» **Do this**
Gather every line from the entries below that contains the word "bark". Case counts.

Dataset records
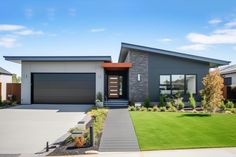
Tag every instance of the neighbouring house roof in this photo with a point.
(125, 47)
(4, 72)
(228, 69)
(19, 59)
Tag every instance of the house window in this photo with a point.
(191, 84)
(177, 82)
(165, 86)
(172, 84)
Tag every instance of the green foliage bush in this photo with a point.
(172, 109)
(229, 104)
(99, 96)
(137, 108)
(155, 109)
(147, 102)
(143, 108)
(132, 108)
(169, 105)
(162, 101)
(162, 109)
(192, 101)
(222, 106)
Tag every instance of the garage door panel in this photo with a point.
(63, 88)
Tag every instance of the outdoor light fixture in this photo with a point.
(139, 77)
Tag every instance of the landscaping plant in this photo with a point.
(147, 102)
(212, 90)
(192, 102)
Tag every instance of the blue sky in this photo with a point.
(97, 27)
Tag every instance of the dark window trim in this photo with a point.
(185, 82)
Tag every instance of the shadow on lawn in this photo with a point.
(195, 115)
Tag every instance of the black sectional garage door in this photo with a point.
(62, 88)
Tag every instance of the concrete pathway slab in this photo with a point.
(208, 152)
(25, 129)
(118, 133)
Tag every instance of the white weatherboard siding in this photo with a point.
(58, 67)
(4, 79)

* * *

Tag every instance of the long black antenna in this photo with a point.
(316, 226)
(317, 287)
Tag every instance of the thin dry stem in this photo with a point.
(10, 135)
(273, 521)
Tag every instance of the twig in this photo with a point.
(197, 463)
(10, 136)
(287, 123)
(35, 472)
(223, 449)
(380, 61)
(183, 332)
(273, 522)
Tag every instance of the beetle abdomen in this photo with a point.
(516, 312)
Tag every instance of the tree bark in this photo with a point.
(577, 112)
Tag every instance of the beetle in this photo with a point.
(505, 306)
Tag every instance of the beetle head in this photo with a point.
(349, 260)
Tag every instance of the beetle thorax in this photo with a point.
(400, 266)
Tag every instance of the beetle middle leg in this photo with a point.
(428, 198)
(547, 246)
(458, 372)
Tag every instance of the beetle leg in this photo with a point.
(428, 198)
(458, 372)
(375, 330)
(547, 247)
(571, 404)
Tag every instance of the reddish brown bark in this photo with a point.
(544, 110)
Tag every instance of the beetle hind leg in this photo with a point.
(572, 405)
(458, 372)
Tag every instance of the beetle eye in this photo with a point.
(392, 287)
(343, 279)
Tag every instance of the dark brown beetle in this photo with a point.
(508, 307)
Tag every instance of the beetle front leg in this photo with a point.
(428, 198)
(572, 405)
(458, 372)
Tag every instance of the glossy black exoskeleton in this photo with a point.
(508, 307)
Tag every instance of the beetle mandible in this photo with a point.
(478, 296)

==

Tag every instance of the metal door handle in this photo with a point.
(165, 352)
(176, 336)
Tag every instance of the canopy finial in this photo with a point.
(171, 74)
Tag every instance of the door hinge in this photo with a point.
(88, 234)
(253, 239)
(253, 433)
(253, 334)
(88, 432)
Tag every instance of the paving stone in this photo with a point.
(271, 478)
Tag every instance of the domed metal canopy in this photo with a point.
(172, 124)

» **Task response**
Tag every instance of the tree bark in this photo with a point.
Tag every instance of the reddish brown bark in this photo with a point.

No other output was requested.